### Dataset records
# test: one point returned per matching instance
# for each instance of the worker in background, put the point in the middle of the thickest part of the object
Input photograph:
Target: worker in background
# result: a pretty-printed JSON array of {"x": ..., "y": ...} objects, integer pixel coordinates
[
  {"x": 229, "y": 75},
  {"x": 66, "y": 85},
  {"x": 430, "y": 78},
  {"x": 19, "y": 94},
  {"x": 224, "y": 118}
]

### Aim of the exercise
Rewrite the entries above, changing every "worker" to "laborer" and leaving everything else untouched.

### Final result
# test: one point returned per matching instance
# for each instance of the laborer in background, put the point in the middle of the thickest part of the object
Input photograph:
Target: laborer in background
# result: a pretty-printed JSON array of {"x": ..., "y": ...} objects, integer pixel coordinates
[
  {"x": 229, "y": 75},
  {"x": 66, "y": 85},
  {"x": 430, "y": 78},
  {"x": 19, "y": 94},
  {"x": 224, "y": 118}
]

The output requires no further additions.